### WORK REQUEST:
Please repeat, without alteration, the line containing "Can you see the folded" and every line that follows it to the end of the entries below, and only those lines.

DATA EXCERPTS below:

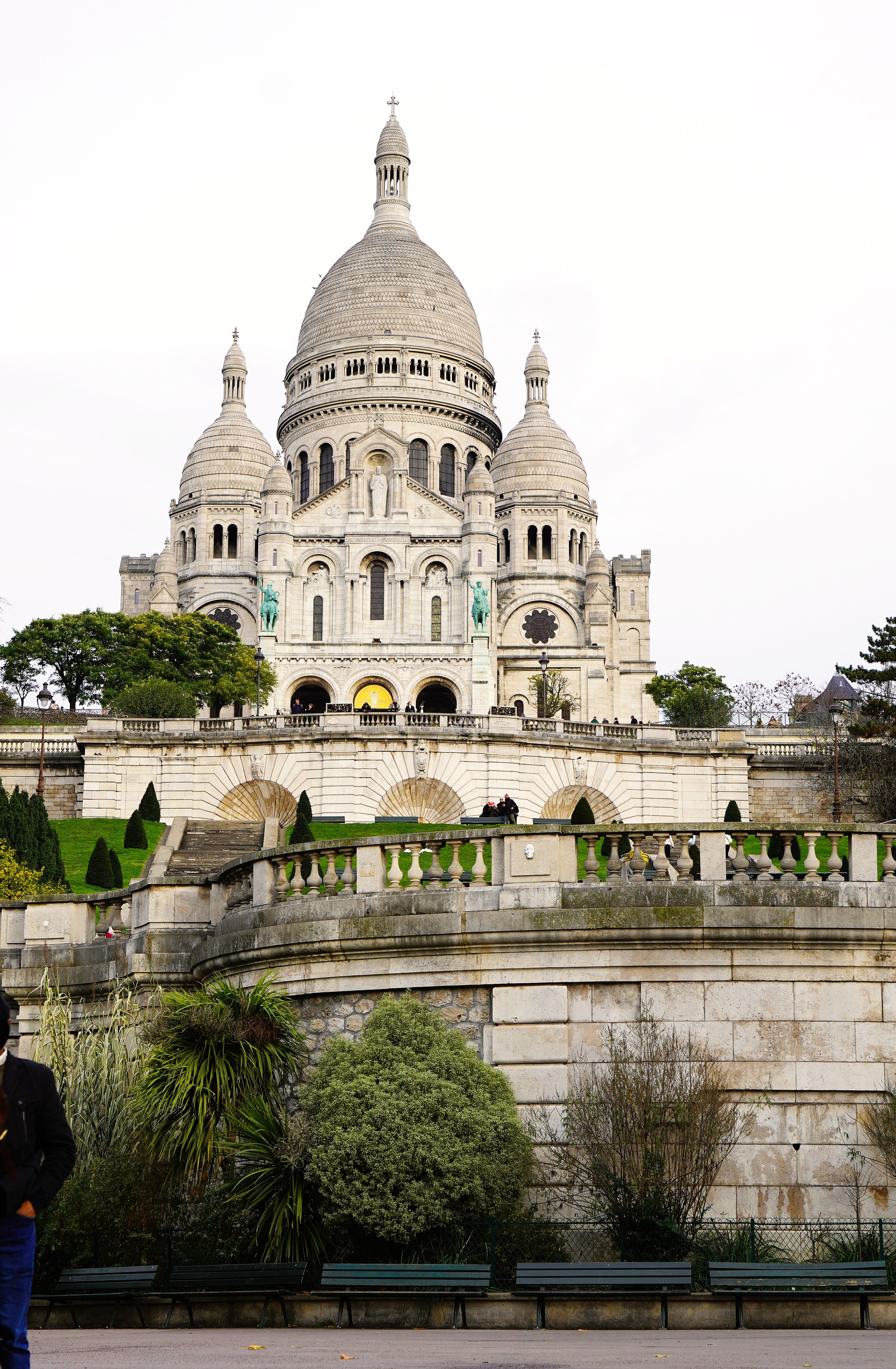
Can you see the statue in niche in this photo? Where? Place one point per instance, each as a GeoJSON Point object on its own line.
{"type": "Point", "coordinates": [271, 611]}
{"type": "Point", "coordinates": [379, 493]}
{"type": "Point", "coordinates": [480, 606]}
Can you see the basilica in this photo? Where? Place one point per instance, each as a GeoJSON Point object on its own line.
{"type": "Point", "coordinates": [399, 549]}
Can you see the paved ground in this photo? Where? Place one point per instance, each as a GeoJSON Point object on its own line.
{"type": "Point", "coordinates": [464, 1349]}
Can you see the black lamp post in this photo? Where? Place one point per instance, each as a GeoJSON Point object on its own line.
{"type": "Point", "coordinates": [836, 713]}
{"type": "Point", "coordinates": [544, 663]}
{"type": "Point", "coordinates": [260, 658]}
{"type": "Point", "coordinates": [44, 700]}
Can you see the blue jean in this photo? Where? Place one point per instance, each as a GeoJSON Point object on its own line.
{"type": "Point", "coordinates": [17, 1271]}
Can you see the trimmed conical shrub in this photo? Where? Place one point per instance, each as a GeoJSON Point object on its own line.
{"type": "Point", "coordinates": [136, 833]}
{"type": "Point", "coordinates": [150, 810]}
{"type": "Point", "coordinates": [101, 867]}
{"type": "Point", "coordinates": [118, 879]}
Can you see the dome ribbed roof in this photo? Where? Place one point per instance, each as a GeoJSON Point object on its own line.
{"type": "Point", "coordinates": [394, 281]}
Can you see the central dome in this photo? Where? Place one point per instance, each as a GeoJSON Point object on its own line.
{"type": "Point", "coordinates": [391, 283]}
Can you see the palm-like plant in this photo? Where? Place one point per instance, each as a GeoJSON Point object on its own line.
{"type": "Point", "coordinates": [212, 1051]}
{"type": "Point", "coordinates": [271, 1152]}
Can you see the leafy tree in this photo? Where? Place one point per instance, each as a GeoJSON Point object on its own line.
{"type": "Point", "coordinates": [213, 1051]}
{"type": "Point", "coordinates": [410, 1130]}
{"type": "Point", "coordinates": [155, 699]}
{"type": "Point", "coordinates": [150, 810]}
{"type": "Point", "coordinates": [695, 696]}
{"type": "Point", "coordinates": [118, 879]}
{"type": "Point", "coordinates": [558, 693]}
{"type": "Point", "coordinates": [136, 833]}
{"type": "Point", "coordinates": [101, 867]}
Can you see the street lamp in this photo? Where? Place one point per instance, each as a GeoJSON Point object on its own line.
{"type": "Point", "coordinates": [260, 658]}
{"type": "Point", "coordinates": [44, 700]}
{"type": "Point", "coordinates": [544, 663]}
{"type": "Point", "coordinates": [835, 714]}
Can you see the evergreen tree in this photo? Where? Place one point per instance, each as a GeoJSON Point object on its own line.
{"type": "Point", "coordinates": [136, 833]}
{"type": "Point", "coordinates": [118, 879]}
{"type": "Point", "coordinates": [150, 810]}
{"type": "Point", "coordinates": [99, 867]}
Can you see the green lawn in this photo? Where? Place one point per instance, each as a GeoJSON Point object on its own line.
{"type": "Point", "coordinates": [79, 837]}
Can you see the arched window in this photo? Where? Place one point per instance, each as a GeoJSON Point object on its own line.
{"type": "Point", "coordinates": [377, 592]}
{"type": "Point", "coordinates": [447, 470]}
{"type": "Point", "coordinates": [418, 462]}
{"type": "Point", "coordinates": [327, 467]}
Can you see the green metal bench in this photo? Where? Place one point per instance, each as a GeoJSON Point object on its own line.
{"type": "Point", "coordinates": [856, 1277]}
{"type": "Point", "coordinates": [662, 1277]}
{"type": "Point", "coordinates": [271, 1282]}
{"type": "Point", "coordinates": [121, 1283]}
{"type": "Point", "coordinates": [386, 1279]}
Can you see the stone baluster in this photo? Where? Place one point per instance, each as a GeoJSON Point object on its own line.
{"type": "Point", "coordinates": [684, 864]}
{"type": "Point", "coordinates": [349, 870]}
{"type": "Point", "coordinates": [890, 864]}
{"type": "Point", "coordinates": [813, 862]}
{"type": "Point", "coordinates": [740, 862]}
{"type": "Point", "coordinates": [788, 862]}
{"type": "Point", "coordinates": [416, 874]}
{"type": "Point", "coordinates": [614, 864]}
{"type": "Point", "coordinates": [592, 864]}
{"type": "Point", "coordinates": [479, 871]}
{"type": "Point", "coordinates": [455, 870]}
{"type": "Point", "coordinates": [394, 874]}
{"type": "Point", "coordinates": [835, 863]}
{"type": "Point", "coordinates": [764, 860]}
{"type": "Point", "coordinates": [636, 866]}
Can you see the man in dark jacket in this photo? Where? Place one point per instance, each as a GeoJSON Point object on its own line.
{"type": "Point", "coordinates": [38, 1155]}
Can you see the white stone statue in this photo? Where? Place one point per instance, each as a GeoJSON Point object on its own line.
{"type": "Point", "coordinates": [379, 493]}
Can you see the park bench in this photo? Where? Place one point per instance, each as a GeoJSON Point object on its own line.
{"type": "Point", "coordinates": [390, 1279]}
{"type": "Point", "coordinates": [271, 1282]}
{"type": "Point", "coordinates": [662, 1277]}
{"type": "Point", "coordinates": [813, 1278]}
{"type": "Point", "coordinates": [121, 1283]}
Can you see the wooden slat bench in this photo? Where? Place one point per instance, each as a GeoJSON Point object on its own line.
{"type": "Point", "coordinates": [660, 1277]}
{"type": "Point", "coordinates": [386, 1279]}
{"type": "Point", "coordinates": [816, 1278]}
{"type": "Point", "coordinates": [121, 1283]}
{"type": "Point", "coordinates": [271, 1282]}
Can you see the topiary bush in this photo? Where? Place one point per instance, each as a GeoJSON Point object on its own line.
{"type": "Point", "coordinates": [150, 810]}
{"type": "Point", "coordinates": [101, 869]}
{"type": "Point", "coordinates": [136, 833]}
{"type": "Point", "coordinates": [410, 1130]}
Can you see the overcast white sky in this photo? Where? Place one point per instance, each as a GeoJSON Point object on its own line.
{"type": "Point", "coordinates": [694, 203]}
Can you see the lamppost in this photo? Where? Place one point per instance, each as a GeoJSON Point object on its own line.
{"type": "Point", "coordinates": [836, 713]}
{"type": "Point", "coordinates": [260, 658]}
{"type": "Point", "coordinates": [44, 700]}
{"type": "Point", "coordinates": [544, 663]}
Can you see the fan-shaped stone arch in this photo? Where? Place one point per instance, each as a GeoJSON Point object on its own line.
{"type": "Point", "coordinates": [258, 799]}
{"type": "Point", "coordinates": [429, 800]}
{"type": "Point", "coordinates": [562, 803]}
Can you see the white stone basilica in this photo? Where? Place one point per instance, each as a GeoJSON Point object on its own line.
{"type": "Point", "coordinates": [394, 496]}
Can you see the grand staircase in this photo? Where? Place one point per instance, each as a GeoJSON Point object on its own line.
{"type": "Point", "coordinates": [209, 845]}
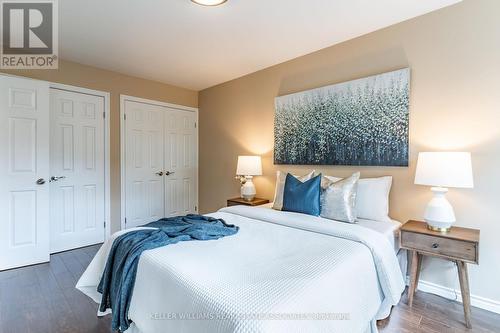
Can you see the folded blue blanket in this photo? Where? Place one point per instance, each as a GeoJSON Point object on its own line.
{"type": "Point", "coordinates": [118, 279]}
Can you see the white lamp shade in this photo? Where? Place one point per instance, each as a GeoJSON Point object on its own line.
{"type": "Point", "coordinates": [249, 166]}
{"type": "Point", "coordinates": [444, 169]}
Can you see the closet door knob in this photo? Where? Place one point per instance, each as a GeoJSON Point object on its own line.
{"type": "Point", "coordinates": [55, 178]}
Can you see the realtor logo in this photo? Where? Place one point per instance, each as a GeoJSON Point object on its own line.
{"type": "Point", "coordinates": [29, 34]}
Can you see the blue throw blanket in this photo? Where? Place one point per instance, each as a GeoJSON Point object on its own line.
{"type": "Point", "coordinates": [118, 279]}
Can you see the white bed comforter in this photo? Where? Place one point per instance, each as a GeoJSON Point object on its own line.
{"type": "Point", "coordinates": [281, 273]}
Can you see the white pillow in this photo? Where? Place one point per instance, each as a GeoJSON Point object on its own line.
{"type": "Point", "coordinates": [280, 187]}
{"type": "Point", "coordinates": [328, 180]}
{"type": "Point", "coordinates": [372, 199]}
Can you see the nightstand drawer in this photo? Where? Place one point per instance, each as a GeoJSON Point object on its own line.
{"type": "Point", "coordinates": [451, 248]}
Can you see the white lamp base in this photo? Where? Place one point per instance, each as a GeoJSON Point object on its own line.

End of DATA EXCERPTS.

### ANSWER TO THE PROBLEM:
Can you see the folded blue blanket in this photo? Where? Place one point per instance, each as a GeoJSON Point object on its own line.
{"type": "Point", "coordinates": [118, 279]}
Can you see the white lamp shade in this photo? Where? Place one point per instance, each as a GeoJSON Point object on its own line.
{"type": "Point", "coordinates": [249, 166]}
{"type": "Point", "coordinates": [444, 169]}
Can you see the closet door knob in this photo? Where? Place one point per instance, each as a GeoJSON Point object on its own line.
{"type": "Point", "coordinates": [55, 178]}
Can you see the realtor logo in this photo? Where? Place one point per instance, each as a GeoJSON Point object on its own line.
{"type": "Point", "coordinates": [29, 34]}
Can you see the blue throw blanket in this photo? Where? Place one point per instance, each as a GeoJSON Point object on its own line.
{"type": "Point", "coordinates": [118, 279]}
Can you see the white bed comforter in this photo? Where? Place one point per instance, each as a GeoJSON Point object on its own line.
{"type": "Point", "coordinates": [281, 273]}
Can you see the white pillow in this photo? Where? Place one point per instance, each as a GeoJSON Point object on its own line.
{"type": "Point", "coordinates": [280, 187]}
{"type": "Point", "coordinates": [328, 180]}
{"type": "Point", "coordinates": [372, 199]}
Can you see the nightstand drawer in this photo? Where? Place one point per instance, each as a GeoJSON Point object on its own line.
{"type": "Point", "coordinates": [451, 248]}
Can you see the white lamp base in this photo? Where? Place one point per instance, each as a GeoJSON Point object on its own line.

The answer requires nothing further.